> _Brief_: Please repeat, character for character, the lines of the entries below, starting with the line that contains "Where is each instance of the pom" and going on through the line that contains "point(346, 290)".

> _Supplied material_:
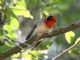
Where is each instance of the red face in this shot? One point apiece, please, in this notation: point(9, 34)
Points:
point(50, 21)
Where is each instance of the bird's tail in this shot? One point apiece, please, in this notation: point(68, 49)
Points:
point(29, 35)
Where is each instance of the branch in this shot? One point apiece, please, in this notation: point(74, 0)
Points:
point(64, 51)
point(55, 32)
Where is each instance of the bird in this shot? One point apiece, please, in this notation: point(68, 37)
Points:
point(43, 26)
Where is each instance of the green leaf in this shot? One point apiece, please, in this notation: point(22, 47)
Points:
point(77, 41)
point(69, 36)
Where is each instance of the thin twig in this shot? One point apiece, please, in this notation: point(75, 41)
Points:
point(55, 32)
point(64, 51)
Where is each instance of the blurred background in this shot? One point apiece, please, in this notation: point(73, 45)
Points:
point(17, 17)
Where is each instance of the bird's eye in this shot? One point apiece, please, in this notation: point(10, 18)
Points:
point(49, 18)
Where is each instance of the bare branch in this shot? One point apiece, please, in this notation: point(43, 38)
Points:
point(64, 51)
point(55, 32)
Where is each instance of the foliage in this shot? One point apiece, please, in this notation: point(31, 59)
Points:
point(66, 12)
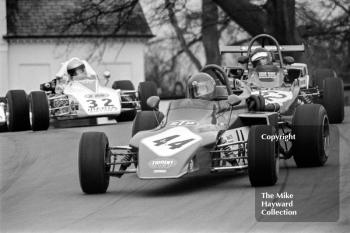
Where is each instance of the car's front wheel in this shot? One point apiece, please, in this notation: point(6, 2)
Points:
point(263, 160)
point(17, 112)
point(39, 114)
point(94, 154)
point(333, 99)
point(311, 129)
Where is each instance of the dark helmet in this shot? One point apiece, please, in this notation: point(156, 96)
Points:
point(201, 86)
point(75, 66)
point(261, 56)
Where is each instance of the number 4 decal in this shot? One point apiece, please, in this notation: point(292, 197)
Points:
point(164, 140)
point(173, 145)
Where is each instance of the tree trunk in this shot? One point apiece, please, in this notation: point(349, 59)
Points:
point(210, 33)
point(169, 5)
point(281, 20)
point(276, 17)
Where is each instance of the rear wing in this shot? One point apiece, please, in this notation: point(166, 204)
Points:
point(271, 48)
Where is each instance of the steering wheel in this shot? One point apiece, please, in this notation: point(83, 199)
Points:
point(221, 75)
point(263, 37)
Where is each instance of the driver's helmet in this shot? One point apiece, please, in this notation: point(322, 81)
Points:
point(76, 69)
point(201, 86)
point(261, 56)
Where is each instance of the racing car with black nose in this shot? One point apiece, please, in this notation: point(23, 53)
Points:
point(283, 79)
point(218, 127)
point(73, 99)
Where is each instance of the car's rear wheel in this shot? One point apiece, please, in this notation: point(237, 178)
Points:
point(263, 160)
point(126, 85)
point(93, 156)
point(39, 114)
point(320, 75)
point(311, 129)
point(17, 110)
point(146, 90)
point(333, 99)
point(146, 120)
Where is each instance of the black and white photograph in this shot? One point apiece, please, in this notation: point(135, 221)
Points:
point(201, 116)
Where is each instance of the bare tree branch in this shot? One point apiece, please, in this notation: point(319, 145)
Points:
point(169, 5)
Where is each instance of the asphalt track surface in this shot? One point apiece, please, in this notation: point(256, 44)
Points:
point(40, 191)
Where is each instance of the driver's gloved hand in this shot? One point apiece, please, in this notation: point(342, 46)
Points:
point(273, 107)
point(256, 103)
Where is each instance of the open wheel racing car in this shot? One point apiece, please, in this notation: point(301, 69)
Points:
point(220, 126)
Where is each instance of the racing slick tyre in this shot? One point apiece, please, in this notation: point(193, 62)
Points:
point(39, 114)
point(263, 160)
point(146, 90)
point(127, 86)
point(3, 127)
point(17, 110)
point(310, 126)
point(320, 75)
point(146, 120)
point(333, 99)
point(93, 155)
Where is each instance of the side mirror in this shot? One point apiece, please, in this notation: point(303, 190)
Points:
point(107, 74)
point(288, 60)
point(153, 102)
point(233, 100)
point(243, 59)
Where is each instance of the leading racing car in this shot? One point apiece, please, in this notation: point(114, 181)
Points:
point(220, 126)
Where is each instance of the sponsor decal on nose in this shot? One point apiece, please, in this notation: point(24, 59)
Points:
point(162, 163)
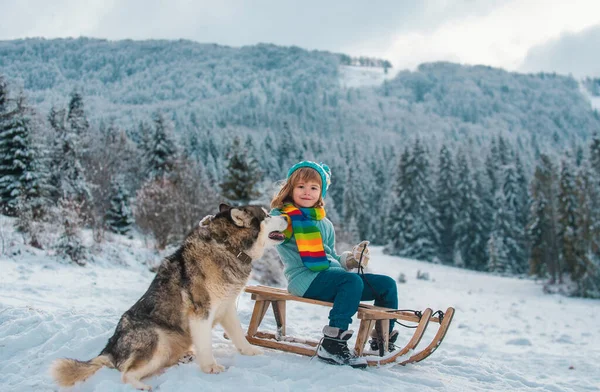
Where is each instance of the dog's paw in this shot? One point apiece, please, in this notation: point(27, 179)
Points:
point(212, 368)
point(251, 350)
point(187, 358)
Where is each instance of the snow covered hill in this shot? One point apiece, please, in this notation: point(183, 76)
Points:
point(351, 76)
point(506, 335)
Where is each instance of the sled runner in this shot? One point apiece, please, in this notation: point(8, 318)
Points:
point(369, 316)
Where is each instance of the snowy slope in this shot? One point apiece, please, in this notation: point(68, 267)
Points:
point(506, 335)
point(352, 76)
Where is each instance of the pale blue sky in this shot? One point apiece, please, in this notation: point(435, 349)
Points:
point(522, 35)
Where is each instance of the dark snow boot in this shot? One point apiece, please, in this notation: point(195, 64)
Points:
point(375, 341)
point(334, 348)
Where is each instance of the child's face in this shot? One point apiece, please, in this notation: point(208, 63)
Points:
point(306, 194)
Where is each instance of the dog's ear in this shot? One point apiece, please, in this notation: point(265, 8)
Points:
point(240, 217)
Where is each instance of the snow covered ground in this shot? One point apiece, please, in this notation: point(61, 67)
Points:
point(506, 335)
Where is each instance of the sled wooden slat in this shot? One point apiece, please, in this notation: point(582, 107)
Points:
point(368, 315)
point(437, 340)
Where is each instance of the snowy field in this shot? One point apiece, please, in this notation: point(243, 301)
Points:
point(506, 334)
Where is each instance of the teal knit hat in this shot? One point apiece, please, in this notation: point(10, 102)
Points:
point(321, 168)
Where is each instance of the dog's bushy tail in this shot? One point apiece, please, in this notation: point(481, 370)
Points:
point(66, 371)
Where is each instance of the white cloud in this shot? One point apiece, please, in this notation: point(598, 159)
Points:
point(407, 32)
point(574, 53)
point(501, 38)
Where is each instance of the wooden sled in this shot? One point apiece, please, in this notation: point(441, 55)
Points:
point(368, 315)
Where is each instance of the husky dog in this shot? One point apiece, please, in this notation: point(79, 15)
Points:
point(194, 288)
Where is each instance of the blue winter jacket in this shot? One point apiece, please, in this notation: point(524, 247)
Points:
point(299, 277)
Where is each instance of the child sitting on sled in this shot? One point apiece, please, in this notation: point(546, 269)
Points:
point(314, 270)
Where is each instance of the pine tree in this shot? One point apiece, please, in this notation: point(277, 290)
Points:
point(68, 175)
point(22, 175)
point(471, 241)
point(162, 151)
point(76, 117)
point(69, 243)
point(242, 176)
point(511, 204)
point(542, 223)
point(568, 220)
point(419, 227)
point(354, 202)
point(446, 204)
point(503, 249)
point(119, 217)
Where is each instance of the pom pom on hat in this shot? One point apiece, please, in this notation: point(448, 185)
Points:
point(321, 168)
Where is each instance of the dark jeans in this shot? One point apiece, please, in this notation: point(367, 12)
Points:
point(346, 290)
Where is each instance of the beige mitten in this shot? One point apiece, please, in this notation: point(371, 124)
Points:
point(354, 256)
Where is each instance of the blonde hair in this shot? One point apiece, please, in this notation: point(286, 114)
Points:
point(285, 194)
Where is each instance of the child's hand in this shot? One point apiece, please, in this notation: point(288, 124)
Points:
point(357, 250)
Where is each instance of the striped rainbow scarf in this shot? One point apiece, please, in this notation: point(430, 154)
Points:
point(308, 237)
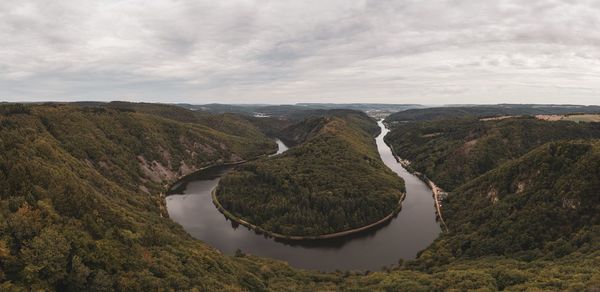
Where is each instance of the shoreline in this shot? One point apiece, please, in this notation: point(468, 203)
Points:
point(435, 190)
point(275, 235)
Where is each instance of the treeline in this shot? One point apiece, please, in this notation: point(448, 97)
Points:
point(333, 181)
point(77, 213)
point(67, 224)
point(454, 151)
point(479, 111)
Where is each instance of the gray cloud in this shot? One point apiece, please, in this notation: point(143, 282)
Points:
point(432, 52)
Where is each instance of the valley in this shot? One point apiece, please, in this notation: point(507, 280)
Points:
point(83, 207)
point(407, 233)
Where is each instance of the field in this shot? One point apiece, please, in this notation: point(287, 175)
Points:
point(585, 118)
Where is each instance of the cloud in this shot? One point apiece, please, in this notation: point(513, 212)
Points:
point(432, 52)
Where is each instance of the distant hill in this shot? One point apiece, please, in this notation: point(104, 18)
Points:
point(437, 113)
point(333, 181)
point(289, 111)
point(81, 204)
point(454, 151)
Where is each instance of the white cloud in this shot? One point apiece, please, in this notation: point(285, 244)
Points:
point(545, 51)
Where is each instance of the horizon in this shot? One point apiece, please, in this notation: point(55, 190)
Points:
point(387, 52)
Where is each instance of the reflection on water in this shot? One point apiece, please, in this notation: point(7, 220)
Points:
point(413, 229)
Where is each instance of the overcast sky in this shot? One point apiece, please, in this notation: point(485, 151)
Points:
point(243, 51)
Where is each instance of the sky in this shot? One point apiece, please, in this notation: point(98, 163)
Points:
point(279, 51)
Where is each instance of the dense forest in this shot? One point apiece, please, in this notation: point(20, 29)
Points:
point(333, 181)
point(478, 111)
point(454, 151)
point(73, 216)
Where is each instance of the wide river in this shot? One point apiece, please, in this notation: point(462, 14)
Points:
point(412, 230)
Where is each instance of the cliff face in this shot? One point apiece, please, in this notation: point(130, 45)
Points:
point(80, 204)
point(332, 181)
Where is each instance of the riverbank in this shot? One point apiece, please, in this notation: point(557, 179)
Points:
point(435, 190)
point(300, 237)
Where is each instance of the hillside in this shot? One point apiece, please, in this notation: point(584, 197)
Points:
point(333, 181)
point(439, 113)
point(80, 203)
point(454, 151)
point(509, 209)
point(73, 216)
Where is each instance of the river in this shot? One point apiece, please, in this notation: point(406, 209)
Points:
point(412, 230)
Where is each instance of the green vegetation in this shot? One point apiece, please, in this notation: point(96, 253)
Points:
point(440, 113)
point(333, 181)
point(452, 152)
point(79, 213)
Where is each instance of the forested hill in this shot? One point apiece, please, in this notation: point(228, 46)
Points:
point(545, 201)
point(439, 113)
point(78, 212)
point(454, 151)
point(532, 223)
point(79, 199)
point(333, 181)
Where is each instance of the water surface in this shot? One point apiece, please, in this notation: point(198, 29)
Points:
point(412, 230)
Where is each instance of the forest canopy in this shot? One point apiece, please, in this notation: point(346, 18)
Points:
point(333, 181)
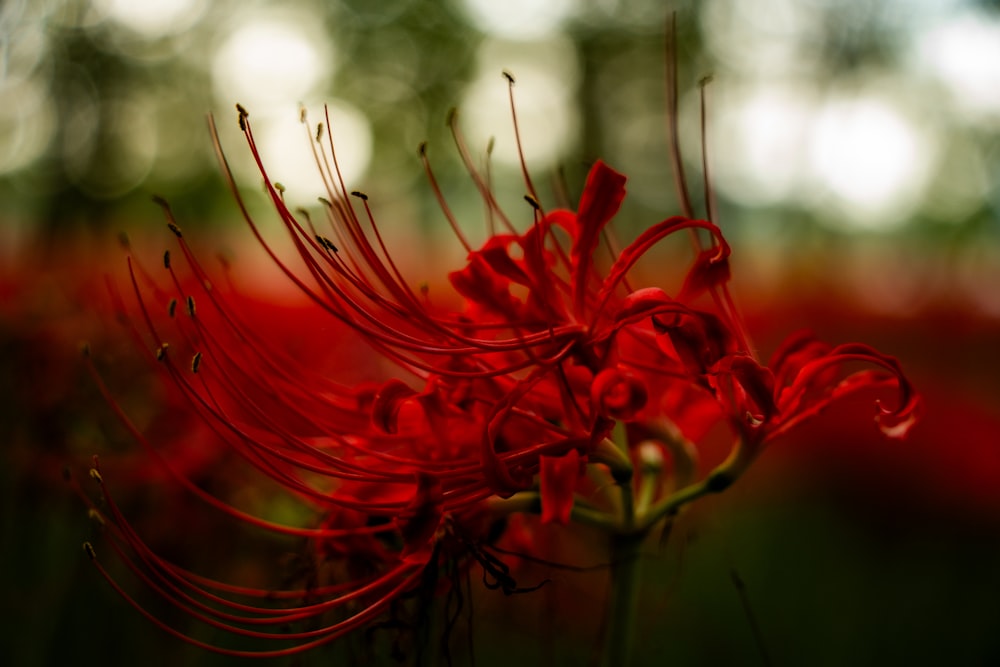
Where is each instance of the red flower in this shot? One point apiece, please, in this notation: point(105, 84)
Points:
point(552, 351)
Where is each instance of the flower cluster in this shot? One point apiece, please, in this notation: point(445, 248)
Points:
point(555, 368)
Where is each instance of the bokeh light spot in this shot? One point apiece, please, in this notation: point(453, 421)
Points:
point(871, 158)
point(271, 60)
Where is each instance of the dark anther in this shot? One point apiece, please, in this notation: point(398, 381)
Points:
point(242, 116)
point(719, 481)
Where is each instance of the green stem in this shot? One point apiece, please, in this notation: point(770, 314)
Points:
point(624, 600)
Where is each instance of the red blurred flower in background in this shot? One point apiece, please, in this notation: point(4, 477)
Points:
point(556, 376)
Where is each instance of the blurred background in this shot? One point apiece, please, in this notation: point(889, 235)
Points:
point(854, 154)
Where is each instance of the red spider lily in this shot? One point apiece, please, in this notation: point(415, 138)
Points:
point(554, 362)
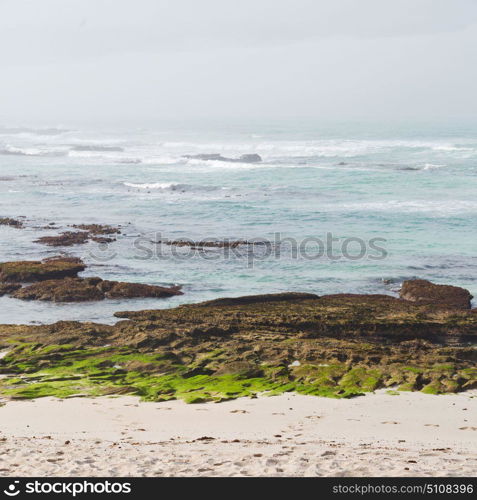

> _Answer_:
Where is each instance of the pom pom on hat in this shot? One point apiece, please, in this notation: point(448, 185)
Points:
point(321, 168)
Where is each instance of the dark jeans in this shot? One point apiece, please, in this notation: point(367, 12)
Points:
point(346, 290)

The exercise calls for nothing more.